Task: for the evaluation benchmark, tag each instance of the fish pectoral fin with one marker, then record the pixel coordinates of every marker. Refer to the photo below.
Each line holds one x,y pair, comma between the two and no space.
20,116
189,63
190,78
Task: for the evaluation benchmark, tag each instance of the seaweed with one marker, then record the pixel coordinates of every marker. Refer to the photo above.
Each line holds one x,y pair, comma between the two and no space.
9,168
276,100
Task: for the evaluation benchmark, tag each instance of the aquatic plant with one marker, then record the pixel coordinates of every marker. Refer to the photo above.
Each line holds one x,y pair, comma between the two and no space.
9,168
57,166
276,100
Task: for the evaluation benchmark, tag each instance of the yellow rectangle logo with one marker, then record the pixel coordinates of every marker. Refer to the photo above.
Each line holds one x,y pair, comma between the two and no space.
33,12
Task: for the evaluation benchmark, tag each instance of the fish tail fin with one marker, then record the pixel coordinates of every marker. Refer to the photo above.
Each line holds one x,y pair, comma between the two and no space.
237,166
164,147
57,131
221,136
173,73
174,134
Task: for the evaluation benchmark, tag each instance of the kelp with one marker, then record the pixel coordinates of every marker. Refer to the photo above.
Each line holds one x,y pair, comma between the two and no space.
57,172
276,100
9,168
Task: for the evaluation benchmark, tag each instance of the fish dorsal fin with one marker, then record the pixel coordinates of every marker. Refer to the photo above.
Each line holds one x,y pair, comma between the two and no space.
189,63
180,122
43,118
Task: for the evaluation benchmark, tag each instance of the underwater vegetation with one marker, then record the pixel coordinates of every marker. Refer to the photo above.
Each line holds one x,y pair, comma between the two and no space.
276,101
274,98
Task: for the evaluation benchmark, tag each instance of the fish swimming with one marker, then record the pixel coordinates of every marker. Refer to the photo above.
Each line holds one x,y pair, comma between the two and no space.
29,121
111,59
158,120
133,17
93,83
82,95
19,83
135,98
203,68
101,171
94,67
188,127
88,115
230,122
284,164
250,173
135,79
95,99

☆ ☆ ☆ ☆

#### [Problem description]
Recast every line of the items above as a JSON list of strings, one string per line, with blank lines left out.

#### [Task output]
[
  "Task: for the evaluation benchmark, tag each instance of the fish pectoral fin with one marker, then record the pixel coordinates of every marker. Refer to the photo below.",
  "Each line holds one x,y pair, comma between the two and no space.",
  "20,116",
  "189,63",
  "190,78",
  "Task: for the evaluation benchmark, tag each instance of the seaweed with one marker, then record the pixel coordinates of every marker. Refer to the photo above.",
  "Each line holds one x,y pair, comma between the two and no space.",
  "9,168",
  "276,100",
  "Task: for the evaluation benchmark, tag each instance of the aquatic plant with one marker, then record the pixel coordinates of every marker. Refer to the photo above.",
  "Each line holds one x,y pair, comma between the two and no space.",
  "9,168",
  "57,166",
  "276,100",
  "Task: for the evaluation benchmark, tag each instance of the yellow rectangle logo with one marker, then record the pixel coordinates of every marker. Refer to the photo above.",
  "Each line holds one x,y pair, comma between the two and no space.",
  "33,12",
  "Task: for the evaluation benchmark, tag each instance of the fish tail fin with one marker, then record the pixel coordinates of every marker. Refer to the photo above.",
  "Each line holds one x,y pair, comma between the two and no space.",
  "237,166",
  "164,147",
  "57,131",
  "221,136",
  "173,73",
  "174,134",
  "Task: for the evaluation benchmark, tag each instance of the kelp with one marker, then record the pixel coordinates of every marker. Refer to the photo above.",
  "Each line holds one x,y pair, comma between the two and no space.",
  "57,172",
  "276,100",
  "9,168",
  "Task: for the evaluation benchmark, tag each instance of the fish dorsal fin with one marker, then record the pixel coordinates of every marker. Refer to the photo above.",
  "Each line holds one x,y pair, comma between the two and no space.",
  "189,63",
  "180,122",
  "43,118",
  "Task: for the evaluation benchmark, tag each instance of the underwater vegetation with one marker, then record the pixel coordinates of every marker. Refer to the photo above.",
  "Each line holds one x,y pair, comma between the two and no space.",
  "276,101",
  "274,98",
  "Task: for the evaluation benchmark, tag each instance of the fish swimming with one marker, then record the pixel coordinates of every marker. Refer to the photo above.",
  "Each line holds one x,y pair, comma between the two and no space.",
  "29,121",
  "111,59",
  "158,120",
  "133,17",
  "93,83",
  "82,95",
  "19,83",
  "135,98",
  "203,68",
  "101,171",
  "94,67",
  "188,127",
  "88,115",
  "230,122",
  "284,164",
  "250,173",
  "135,79",
  "95,99"
]